Entries from a pointing dataset:
#####

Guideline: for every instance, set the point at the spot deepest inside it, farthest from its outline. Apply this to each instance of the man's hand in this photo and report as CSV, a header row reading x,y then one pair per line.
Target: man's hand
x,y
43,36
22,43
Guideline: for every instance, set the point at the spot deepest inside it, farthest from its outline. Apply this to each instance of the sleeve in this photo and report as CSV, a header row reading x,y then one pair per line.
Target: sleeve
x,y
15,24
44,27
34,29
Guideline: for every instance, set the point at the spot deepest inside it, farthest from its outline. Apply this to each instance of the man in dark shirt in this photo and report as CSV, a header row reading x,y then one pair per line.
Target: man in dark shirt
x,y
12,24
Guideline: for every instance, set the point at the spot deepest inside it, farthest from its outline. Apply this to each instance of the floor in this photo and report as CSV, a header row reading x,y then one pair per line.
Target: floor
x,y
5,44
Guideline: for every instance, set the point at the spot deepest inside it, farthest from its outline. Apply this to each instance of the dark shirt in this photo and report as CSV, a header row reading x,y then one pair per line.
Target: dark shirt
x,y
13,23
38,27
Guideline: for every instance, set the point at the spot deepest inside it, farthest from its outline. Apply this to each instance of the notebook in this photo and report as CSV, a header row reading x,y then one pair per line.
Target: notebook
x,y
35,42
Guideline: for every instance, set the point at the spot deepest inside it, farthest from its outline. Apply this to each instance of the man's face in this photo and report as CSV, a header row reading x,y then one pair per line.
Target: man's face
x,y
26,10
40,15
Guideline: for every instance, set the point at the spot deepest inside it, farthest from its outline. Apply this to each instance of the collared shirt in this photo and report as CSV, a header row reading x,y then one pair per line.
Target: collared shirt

#####

THE REQUEST:
Format each line of the listing above as a numbered list, leaving out any blank lines.

TASK RESPONSE:
1. Guideline: for every instance, set the point at the spot deepest inside it, farthest from its outline. Apply this to each instance of the man's hand in this photo and report as CSV, a header row reading x,y then one pair per line.
2. Target: man's hand
3. x,y
4. 43,36
5. 22,43
6. Guideline: for every instance, set the point at the spot deepest inside it, farthest from its outline. Apply this to each instance of the sleeve in this photo and report as CSV, a header row reading x,y then one pair per line.
7. Target: sleeve
8. x,y
9. 15,24
10. 44,27
11. 34,29
12. Guideline: for every instance, set the point at the spot deepest inside it, farthest from its outline. Apply this to each instance of the man in dark shirt in this photo and report as CSV, a header row reading x,y then one pair per line.
13. Target: man in dark shirt
14. x,y
15. 12,24
16. Guideline: for every instance, set the point at the spot deepest inside it, farthest from its outline. Apply this to each instance of the floor in this photo and report as CSV, a header row reading x,y then one pair per line.
17. Target: floor
18. x,y
19. 5,44
20. Guideline: for every instance, set the point at the spot deepest inside it, farthest from its outline. Apply this to each instance of the dark shirt in this photo and report as CSV, a header row reading x,y then one pair per line.
21. Target: dark shirt
22. x,y
23. 13,23
24. 38,27
25. Guideline: for every instance, set the point at the spot deepest inside it, farthest from its outline. Apply this to each instance of the notebook in this photo and report as CSV, a header row reading x,y then one pair per line.
26. Target: notebook
27. x,y
28. 35,42
29. Guideline: for every instance, set the point at the spot deepest inside it, farthest from its outline. Apply this to each instance of the man's face in this photo and report as CSV, a header row reading x,y then one pair per line.
30. Target: man's face
31. x,y
32. 26,10
33. 40,15
34. Guideline: for every instance, set the point at the spot deepest inside it, farthest from its outline. Apply this to each instance of the collared shirt in this photo and report as CSV, a header row reading x,y then one pair per line.
35. Target: collared shirt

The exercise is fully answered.